Excerpted text:

#####

Unicode String Models

Sun Sep 9 14:20:16 CDT 2018

> From: Philippe Verdy <verdy_p at wanadoo.fr>
> Date: Sun, 9 Sep 2018 19:35:47 +0200
> Cc: Richard Wordingham <richard.wordingham at ntlworld.com>, 
> 	unicode Unicode Discussion <unicode at unicode.org>
> 
>  In Emacs, buffer text is a character string with a gap, actually.
> 
> A text buffer with gaps is a complex structure, not just a plain string.

The difference is very small, and a couple of macros allow you to
almost forget about the gap.

> I doubt it constantly uses a single gap at end (insertions and deletions in the middle would
> constant move large blocks and use excessive CPU and memory bandwidth, with very slow response: users
> do not want to see what they type appearing on the screen at one keystroke every few seconds because each
> typed key causes massive block moves and excessive memory paging from/to disk while this move is being
> performed).

#####

Required actions:
[A] Do these statements agree with the Unicode String Models thread? For each, answer yes or no and quote the words from the thread that decide it.
(i) Emacs buffer text is a character string with a gap.
(ii) The reply calls the difference between a gap buffer and a plain string large.
(iii) The thread expresses doubt that Emacs constantly uses a single gap at the end.
[B] Please answer these questions from the Unicode String Models thread, one answer per line.
(i) What date and time appear in the Date header?
(ii) What allows you to almost forget about the gap, according to the reply?
(iii) What do users not want to see appear on the screen at one keystroke every few seconds?
[C] Write the next part of the Unicode String Models thread, starting after its final sentence.
The lines after this point are separate material and are unrelated to the Unicode String Models thread.

#####

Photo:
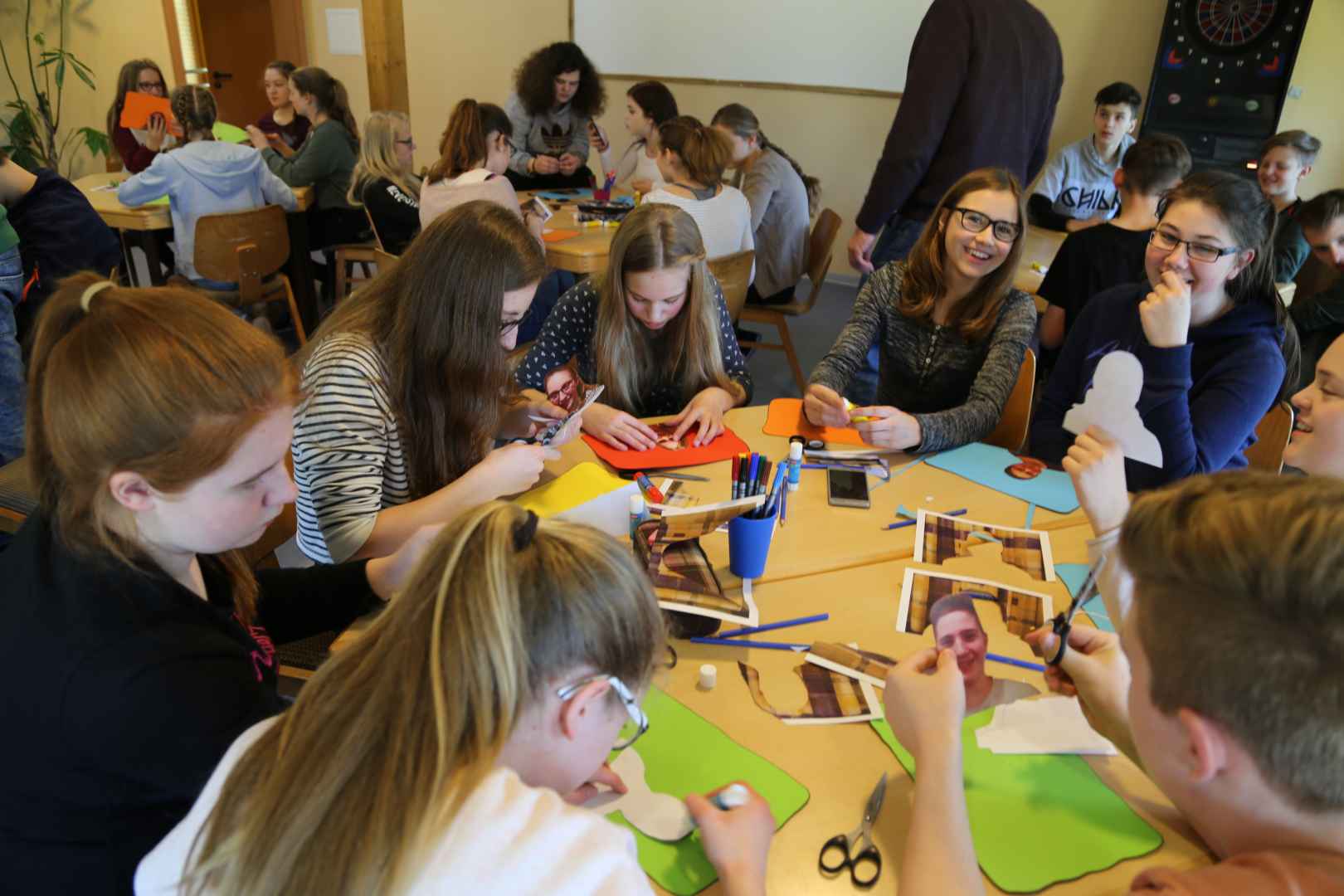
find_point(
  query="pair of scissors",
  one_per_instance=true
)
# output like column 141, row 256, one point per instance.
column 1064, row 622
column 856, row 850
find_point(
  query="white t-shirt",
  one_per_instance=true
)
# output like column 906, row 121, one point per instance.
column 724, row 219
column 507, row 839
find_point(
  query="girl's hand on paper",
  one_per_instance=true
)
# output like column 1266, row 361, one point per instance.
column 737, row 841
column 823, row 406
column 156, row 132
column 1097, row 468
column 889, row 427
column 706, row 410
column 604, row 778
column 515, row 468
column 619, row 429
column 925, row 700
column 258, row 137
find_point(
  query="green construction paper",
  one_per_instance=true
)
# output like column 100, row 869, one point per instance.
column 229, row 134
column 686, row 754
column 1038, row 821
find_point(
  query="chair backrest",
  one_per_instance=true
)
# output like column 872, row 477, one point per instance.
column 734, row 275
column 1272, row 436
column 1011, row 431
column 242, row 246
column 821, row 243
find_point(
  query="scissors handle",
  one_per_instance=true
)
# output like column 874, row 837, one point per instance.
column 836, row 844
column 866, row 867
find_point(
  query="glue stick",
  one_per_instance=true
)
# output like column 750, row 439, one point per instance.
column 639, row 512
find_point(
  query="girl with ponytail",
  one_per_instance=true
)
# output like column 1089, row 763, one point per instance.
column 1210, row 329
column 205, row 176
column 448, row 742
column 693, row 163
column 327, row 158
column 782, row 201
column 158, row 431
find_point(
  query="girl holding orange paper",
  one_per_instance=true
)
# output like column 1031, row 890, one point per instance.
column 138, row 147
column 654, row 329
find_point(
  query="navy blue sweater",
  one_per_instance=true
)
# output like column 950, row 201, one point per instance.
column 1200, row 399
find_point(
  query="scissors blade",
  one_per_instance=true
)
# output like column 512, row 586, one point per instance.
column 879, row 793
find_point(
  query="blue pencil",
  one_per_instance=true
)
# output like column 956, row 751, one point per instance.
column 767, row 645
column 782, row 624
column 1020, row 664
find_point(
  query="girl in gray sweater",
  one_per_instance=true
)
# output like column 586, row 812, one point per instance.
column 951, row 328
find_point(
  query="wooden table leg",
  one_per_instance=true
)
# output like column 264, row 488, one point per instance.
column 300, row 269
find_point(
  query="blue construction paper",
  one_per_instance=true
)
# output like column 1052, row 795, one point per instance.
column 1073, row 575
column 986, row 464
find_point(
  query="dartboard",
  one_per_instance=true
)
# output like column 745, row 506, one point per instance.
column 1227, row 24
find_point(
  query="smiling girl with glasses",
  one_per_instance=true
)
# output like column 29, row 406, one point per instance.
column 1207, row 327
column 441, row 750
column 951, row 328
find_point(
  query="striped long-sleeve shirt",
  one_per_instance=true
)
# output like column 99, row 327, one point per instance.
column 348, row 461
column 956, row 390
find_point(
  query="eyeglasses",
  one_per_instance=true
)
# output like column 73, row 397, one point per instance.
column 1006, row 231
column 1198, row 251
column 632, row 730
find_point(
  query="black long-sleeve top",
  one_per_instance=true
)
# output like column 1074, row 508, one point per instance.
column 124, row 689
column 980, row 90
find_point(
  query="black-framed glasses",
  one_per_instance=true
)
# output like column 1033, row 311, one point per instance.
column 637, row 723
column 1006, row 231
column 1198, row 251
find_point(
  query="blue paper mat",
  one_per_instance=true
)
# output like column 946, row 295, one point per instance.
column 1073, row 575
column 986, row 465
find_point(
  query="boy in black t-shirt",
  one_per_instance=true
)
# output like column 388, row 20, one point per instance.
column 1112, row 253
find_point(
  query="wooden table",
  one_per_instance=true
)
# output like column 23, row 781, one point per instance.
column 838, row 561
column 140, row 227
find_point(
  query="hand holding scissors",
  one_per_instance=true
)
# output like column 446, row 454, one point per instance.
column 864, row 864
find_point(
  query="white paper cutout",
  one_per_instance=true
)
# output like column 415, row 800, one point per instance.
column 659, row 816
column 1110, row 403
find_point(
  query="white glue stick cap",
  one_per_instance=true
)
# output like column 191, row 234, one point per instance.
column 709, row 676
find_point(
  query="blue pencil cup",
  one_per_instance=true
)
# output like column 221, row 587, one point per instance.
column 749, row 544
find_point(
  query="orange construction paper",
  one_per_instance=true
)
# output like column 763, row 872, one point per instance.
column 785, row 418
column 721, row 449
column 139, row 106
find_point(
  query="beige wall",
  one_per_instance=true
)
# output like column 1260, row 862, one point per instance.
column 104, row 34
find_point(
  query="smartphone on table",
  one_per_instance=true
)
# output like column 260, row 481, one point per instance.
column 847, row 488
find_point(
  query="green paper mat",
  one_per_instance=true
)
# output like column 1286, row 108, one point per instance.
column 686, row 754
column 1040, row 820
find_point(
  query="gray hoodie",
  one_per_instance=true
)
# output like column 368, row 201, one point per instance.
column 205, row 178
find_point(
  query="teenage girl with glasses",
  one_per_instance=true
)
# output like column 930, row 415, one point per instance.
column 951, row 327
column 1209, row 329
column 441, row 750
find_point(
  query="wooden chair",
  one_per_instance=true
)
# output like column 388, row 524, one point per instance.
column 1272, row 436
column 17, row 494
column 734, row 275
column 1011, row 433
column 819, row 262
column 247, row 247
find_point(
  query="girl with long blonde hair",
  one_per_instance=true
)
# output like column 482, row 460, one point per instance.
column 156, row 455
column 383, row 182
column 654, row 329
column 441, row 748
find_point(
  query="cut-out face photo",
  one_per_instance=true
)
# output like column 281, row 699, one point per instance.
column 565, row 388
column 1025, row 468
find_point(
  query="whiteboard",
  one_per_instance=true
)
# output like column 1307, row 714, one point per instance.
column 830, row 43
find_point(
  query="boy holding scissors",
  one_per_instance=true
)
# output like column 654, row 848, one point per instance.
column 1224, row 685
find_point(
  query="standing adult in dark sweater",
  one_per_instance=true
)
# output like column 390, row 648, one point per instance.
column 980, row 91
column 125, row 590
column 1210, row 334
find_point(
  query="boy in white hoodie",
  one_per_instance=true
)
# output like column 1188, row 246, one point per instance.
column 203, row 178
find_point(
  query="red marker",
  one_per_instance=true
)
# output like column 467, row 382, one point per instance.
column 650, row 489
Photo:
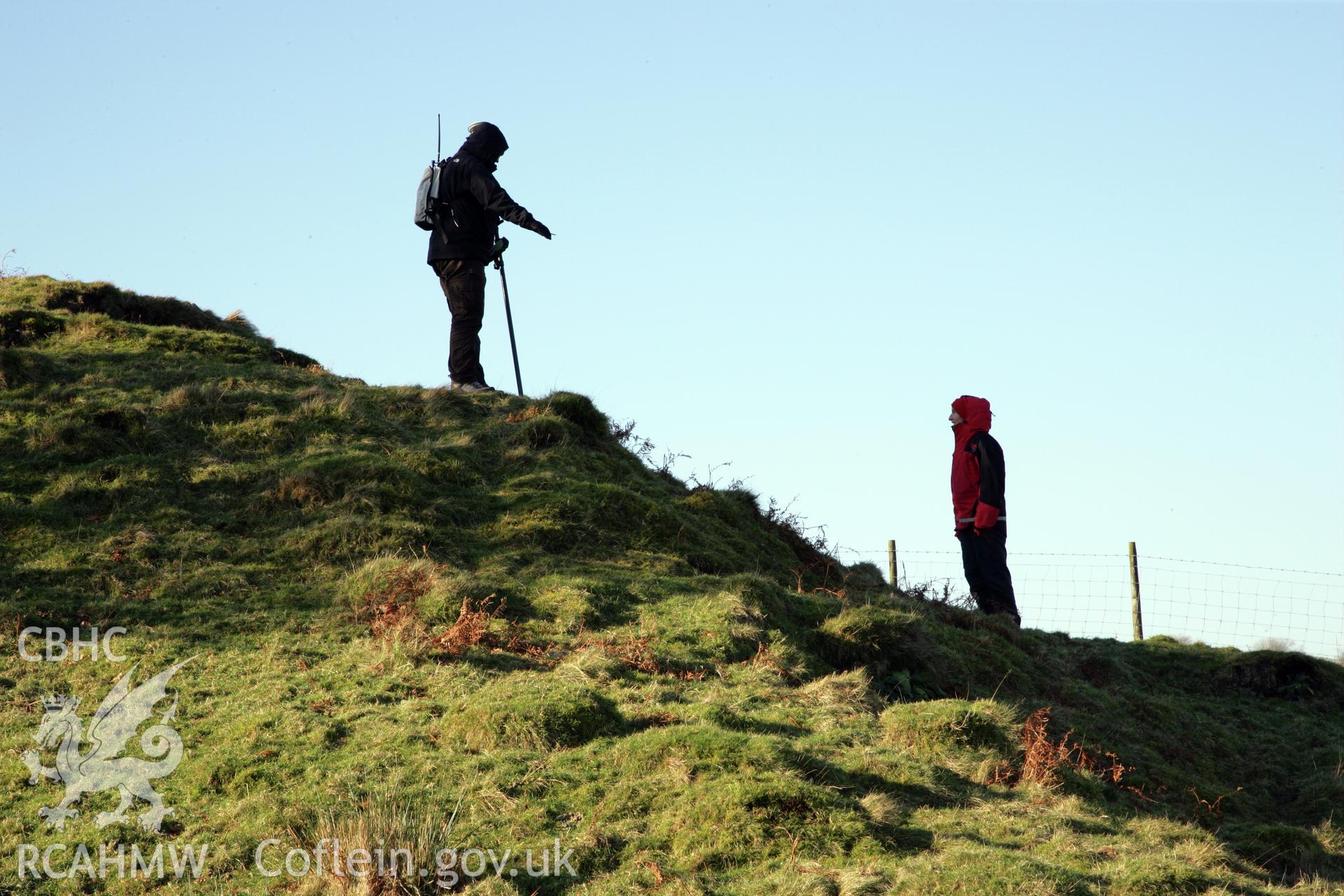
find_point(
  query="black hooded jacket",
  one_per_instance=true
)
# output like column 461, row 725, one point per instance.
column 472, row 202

#####

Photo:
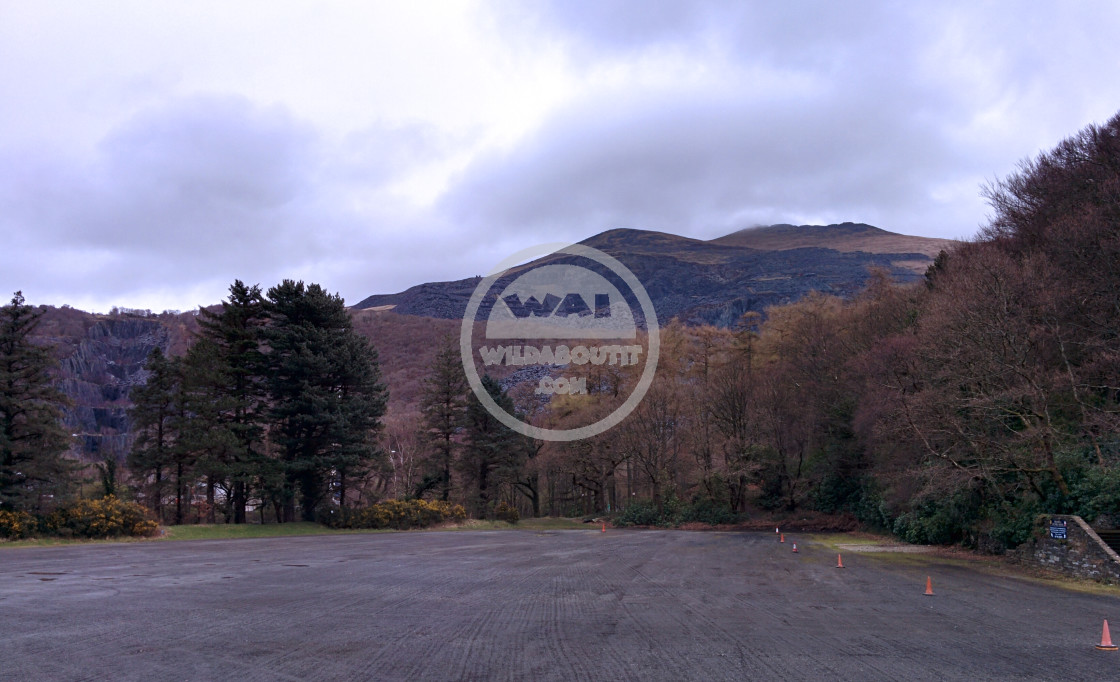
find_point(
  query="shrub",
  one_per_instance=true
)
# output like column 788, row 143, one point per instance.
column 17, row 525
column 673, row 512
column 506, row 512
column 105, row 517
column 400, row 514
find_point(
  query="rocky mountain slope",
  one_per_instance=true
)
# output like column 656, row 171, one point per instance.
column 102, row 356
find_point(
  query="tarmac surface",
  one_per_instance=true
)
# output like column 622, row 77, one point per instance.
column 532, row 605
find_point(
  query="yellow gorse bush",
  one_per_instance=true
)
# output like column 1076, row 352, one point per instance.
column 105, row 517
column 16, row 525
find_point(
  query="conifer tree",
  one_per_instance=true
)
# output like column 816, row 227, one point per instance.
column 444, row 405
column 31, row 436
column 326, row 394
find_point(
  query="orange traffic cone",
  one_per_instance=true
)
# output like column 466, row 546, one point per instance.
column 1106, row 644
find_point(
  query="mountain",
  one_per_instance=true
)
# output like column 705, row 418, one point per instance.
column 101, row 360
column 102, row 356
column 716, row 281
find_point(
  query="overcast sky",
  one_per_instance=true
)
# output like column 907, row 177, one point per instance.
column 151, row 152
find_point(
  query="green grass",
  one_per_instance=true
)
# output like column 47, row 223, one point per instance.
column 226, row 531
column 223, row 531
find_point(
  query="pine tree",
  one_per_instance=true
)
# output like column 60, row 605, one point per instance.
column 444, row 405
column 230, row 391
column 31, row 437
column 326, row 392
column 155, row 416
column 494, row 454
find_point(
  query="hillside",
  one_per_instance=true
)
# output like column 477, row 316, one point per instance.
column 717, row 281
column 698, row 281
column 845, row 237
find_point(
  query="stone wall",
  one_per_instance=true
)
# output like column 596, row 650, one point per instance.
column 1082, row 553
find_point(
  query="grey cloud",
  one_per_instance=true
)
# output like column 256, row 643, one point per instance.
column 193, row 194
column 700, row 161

#####

Responses in order:
[A]
(i) Yes: "In Emacs, buffer text is a character string with a gap, actually."
(ii) No: "The difference is very small"
(iii) Yes: "I doubt it constantly uses a single gap at end"

[B]
(i) Sun, 9 Sep 2018 19:35:47 +0200
(ii) A couple of macros
(iii) What they type

[C]
In Emacs, the gap is always where the text is inserted or deleted, be
it in the middle of text or at its end.

> All editors I have seen treat the text as ordered collections of small buffers (these small buffers may still have
> small gaps), which are occasionnally merged or splitted when needed (merging does not cause any
> reallocation but may free one of the buffers), some of them being paged out to tempoary files when memory is
> stressed. There are some heuristics in the editor's code to when mainatenance of the collection is really
> needed and useful for the performance.

My point was to say that Emacs is not one of these editors you
describe.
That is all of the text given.